*WHAT IS NEEDED*: Please transcribe every one of the items below word for word, leaving the pictures out of your answer.

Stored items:
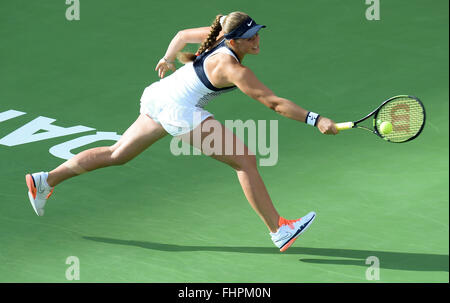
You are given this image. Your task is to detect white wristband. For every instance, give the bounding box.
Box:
[305,112,320,126]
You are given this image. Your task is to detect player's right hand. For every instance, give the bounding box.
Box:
[317,116,339,135]
[155,58,176,78]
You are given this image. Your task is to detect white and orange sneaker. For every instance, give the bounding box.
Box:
[270,211,316,252]
[25,172,54,216]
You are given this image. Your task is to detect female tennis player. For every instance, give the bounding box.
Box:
[26,12,337,251]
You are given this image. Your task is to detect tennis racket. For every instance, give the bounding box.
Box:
[336,95,425,143]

*EXPECTED ANSWER*:
You are given this image. Your task is to detect white wristband. For every instance, give the bounding box.
Box:
[305,112,320,126]
You are given this image. Your task is to detect player's right hand. For every instance, give the bounding box.
Box:
[317,116,339,135]
[155,58,176,78]
You are given this image. Your task is to detect white and orange sneaker. For every instance, give the bounding box.
Box:
[270,211,316,252]
[25,172,54,216]
You are given this image. Your task is to detect female tennis player. For every instance, give the bounding box.
Box:
[26,12,337,251]
You are given this image. Your task is to detect tennis racket. For every instance, give the bounding box.
Box:
[336,95,425,143]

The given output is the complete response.